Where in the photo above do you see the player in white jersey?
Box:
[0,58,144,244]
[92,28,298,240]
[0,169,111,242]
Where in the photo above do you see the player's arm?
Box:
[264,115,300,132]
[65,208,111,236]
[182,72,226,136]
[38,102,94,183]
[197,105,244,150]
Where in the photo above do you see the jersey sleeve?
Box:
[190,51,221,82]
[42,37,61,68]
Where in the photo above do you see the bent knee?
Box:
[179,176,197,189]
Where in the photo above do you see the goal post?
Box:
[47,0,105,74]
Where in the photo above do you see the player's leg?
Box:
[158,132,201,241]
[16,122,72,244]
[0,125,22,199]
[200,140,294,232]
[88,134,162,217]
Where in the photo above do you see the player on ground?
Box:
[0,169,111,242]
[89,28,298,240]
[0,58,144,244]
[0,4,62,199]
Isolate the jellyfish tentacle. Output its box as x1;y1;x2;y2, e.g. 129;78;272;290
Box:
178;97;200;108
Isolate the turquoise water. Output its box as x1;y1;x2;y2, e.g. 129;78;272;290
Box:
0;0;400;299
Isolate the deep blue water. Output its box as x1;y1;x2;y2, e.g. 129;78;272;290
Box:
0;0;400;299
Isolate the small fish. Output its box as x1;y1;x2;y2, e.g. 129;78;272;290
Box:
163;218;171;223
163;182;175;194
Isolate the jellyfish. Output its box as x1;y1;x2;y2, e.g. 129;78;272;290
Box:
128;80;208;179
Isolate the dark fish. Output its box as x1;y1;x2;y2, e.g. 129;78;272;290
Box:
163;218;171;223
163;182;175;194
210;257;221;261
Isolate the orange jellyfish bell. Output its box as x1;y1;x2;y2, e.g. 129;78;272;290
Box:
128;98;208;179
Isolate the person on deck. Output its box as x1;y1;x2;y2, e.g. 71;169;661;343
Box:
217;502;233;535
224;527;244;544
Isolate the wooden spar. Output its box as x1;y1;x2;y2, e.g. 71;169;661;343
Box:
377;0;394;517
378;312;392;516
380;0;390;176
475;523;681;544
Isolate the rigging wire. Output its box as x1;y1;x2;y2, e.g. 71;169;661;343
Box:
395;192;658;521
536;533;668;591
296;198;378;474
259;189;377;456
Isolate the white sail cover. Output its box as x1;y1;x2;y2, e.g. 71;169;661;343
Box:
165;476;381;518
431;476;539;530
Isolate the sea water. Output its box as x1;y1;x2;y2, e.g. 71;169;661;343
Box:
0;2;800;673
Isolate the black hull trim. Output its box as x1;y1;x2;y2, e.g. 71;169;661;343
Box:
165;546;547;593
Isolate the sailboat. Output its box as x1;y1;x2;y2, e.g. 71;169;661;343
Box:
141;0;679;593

▶ [WORK TO DO] Rewrite the records from the line containing "Isolate the white" through the end of the records, inclusive, with the requests included. Shift every box coordinate in the answers up by 119, and leave the requests and their sample coordinates unchanged.

▶ [SOLVED EXERCISE]
Isolate the white sail cover. Output its box as x1;y1;x2;y2, e.g. 71;169;661;343
Box:
284;595;500;637
550;595;658;649
Isolate the sea water. Output its box as x1;y1;x2;y2, e.g. 71;169;661;343
Box:
119;121;919;792
Isolate the black hull trim. Output its box as x1;y1;x2;y2, e.g. 71;169;661;343
Box:
284;665;666;712
Isolate the sailboat. Output its box as x1;y1;x2;y2, e.g. 71;169;661;343
Box:
260;119;798;712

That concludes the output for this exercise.